# GIVEN DATA
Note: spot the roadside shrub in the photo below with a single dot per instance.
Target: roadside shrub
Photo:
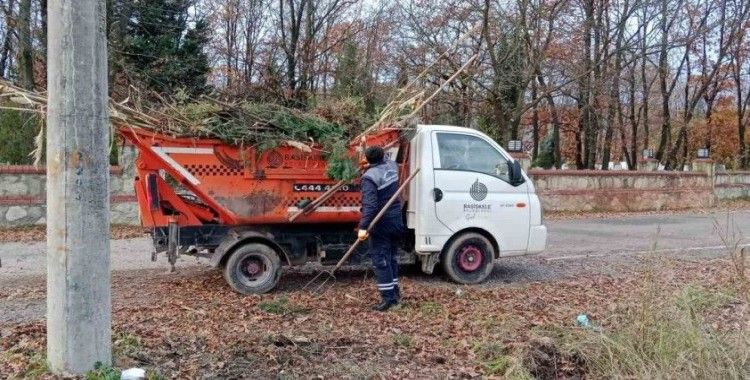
(666, 339)
(17, 132)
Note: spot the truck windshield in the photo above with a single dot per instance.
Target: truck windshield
(470, 153)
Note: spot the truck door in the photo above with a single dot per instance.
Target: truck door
(472, 189)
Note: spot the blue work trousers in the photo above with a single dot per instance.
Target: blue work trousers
(384, 240)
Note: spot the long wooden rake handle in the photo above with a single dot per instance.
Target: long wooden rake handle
(375, 220)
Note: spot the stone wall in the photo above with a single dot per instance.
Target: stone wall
(595, 190)
(732, 185)
(23, 193)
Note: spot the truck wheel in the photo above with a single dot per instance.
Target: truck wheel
(253, 269)
(469, 258)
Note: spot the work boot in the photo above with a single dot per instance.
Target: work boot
(384, 305)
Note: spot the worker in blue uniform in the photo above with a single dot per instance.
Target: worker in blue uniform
(379, 183)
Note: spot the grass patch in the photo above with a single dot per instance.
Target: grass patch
(402, 340)
(497, 360)
(126, 344)
(431, 308)
(281, 306)
(666, 338)
(103, 372)
(32, 360)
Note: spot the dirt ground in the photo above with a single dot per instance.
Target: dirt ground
(191, 325)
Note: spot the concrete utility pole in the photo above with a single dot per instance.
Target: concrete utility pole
(79, 320)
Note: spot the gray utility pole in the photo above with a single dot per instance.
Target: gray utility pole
(79, 311)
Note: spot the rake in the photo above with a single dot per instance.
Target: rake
(355, 245)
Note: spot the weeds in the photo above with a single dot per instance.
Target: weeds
(739, 253)
(497, 360)
(402, 340)
(126, 344)
(666, 339)
(431, 308)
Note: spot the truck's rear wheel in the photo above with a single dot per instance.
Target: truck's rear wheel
(469, 258)
(253, 269)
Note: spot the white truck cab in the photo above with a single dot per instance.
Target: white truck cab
(471, 203)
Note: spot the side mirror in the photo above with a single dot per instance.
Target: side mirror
(515, 174)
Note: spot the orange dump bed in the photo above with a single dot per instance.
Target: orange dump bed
(233, 185)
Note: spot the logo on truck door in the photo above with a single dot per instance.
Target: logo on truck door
(478, 191)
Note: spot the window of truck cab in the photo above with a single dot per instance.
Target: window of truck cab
(464, 152)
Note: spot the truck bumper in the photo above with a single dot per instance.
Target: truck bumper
(537, 239)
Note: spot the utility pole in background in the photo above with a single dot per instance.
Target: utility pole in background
(78, 264)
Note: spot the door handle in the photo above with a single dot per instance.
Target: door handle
(437, 194)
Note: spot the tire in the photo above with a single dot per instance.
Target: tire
(469, 258)
(253, 269)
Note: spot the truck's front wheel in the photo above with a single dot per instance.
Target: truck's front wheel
(469, 258)
(253, 269)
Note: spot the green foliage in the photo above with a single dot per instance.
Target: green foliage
(266, 126)
(17, 132)
(340, 165)
(546, 156)
(162, 48)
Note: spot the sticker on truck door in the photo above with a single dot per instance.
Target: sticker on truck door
(322, 187)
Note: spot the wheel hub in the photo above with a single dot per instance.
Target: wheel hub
(470, 258)
(253, 267)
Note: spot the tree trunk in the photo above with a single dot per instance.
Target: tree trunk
(535, 120)
(7, 40)
(666, 126)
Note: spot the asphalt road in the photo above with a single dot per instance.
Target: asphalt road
(569, 242)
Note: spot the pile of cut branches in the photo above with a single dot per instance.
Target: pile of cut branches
(260, 125)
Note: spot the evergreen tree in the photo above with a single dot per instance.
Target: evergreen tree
(163, 49)
(546, 157)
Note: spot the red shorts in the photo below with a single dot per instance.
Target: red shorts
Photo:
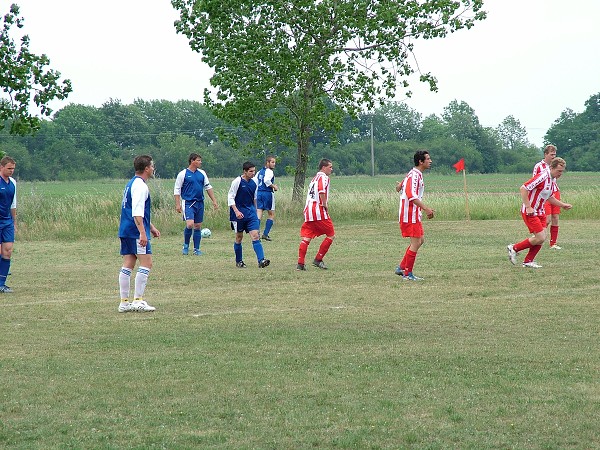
(550, 208)
(411, 229)
(317, 228)
(535, 224)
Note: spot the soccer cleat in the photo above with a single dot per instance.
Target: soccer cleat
(512, 255)
(141, 306)
(125, 307)
(532, 265)
(319, 264)
(411, 277)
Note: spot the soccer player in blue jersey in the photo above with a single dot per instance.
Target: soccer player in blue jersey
(265, 196)
(8, 218)
(242, 214)
(135, 232)
(189, 201)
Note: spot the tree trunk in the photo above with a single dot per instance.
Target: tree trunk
(301, 163)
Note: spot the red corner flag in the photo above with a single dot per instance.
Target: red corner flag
(459, 165)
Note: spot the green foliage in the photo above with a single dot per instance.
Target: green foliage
(279, 67)
(577, 136)
(25, 80)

# PROMPT
Every line of the material is to be quoted exactly, with no pictures carried over.

# RESPONSE
Note: spot the roadside shrub in the photo below with a single dot per instance.
Target: roadside shrub
Photo:
(666, 339)
(17, 132)
Note: spot the truck windshield in the photo above with a single dot per instance.
Target: truck windshield
(470, 153)
Note: spot the truck door in the photo above with a single dot per instance.
Target: truck door
(472, 189)
Note: spot the blue work trousers in the photo above with a single dot per instance.
Target: blue work trousers
(384, 240)
Note: spot the long wooden rake handle in the photo above with a single dot per instance.
Target: long wooden rake handle
(375, 220)
Note: spot the stone wall in the photo above with a single dot per instance.
Target: stone wall
(595, 190)
(732, 185)
(23, 193)
Note: spot the truck wheel in the photo above with a single dot per instance.
Target: truck wheel
(253, 269)
(469, 258)
Note: spot the work boot in the photo above with a single dot per instance.
Target: work boot
(384, 305)
Note: spot the worker in blue uniform in the photo above with a single dot per instance.
Target: worker in blue uniform
(379, 183)
Note: spot the grass patch in the photo above with a single dot per instance.
Target: grass patch
(402, 340)
(497, 360)
(126, 344)
(431, 308)
(281, 306)
(666, 338)
(103, 372)
(32, 360)
Note: spot the dirt ground in the photo above with a single dot per instance.
Target: dirt ground
(191, 325)
Note: spot the concrete utility pole in the photo above with a single dot per instance.
Target: concrete utility pole
(79, 320)
Note: spot the gray utility pole in the photo above with a single dot per instance.
Target: gray utility pole
(79, 311)
Note: spot the rake in the photo above with a single dot per instance.
Target: rake
(355, 245)
Note: spot the weeds in the photo above with a single dot per instance.
Target: weeds
(739, 253)
(497, 360)
(402, 340)
(126, 344)
(666, 339)
(431, 308)
Note: spot the truck's rear wheel in the photo above with a single dot per instance.
Target: truck's rear wheel
(469, 258)
(253, 269)
Note: spot the white truck cab in the photo above with a single dot per instance.
Target: white truck cab
(471, 203)
Note: spot the side mirror in the photo above with a single dot per instance.
Target: side mirror
(515, 174)
Note: spot the orange dump bed in the photo above with a single dot per instance.
Target: orange dump bed
(233, 185)
Note: spot the logo on truck door in the photo above with a single dot per instance.
Target: logo on truck door
(478, 191)
Note: spot the window of truck cab in the photo above with a single dot per instance.
Target: window of truck cab
(464, 152)
Note: spot the truck bumper in the photo above with a single dot per instance.
Target: truck bumper
(537, 239)
Note: spot the utility pole in background in the photo above with a single dot per instance.
Target: utility pole in background
(78, 264)
Note: spot the door handle in the photo above with a single dot per instance.
Target: door handle
(437, 194)
Note: spot the tire in the photo above with a single dot per instance.
Target: tire
(469, 258)
(253, 269)
Note: spot the truck's front wheel in the photo above with a single dot per instance.
Target: truck's front wheel
(469, 258)
(253, 269)
Note: spot the green foliage in the photo above with a single dot per instance.
Target: green foliage
(266, 126)
(17, 132)
(340, 165)
(546, 156)
(162, 48)
Note: spot the sticker on truck door in the photo above with a single dot per instance.
Target: sticker on truck door
(322, 187)
Note: spot the wheel hub in the photo above with a single dot per instance.
Target: wheel hub
(470, 258)
(253, 267)
Note: spot the tree trunk in the photo above with a single dot per instance.
Target: tree trunk
(535, 120)
(7, 40)
(666, 126)
Note: spot the asphalt road in the photo above with a single dot per instance.
Target: asphalt road
(569, 242)
Note: spot the pile of cut branches in the photo above with a single dot per instance.
Target: pile of cut branches
(260, 125)
Note: spot the evergreen tree in the photo above with a single dot per instance.
Target: evergreen tree
(163, 49)
(546, 157)
Note: spot the red shorts in the photo below with a single dot per instance.
Target: red shorts
Photo:
(550, 208)
(411, 229)
(317, 228)
(535, 224)
Note: spot the soccer cleat in the photo above with a single dot per instance.
Target: soccer cleat
(512, 255)
(141, 306)
(125, 307)
(532, 265)
(319, 264)
(411, 277)
Note: spot the soccer player in blue jersey in the photo above with a single dot per instance.
Target: soccer player in blue jersey
(265, 196)
(8, 218)
(242, 214)
(135, 232)
(189, 201)
Note: spot the tree trunk in the photo above with a single dot per instance.
Target: tree trunk
(301, 163)
Note: spot the red corner flag in the photo above with a single dot per instance.
Target: red corner flag
(459, 165)
Note: spot the green foliage in the photo above with a single dot per instance.
Target: green foliage
(279, 67)
(577, 136)
(25, 80)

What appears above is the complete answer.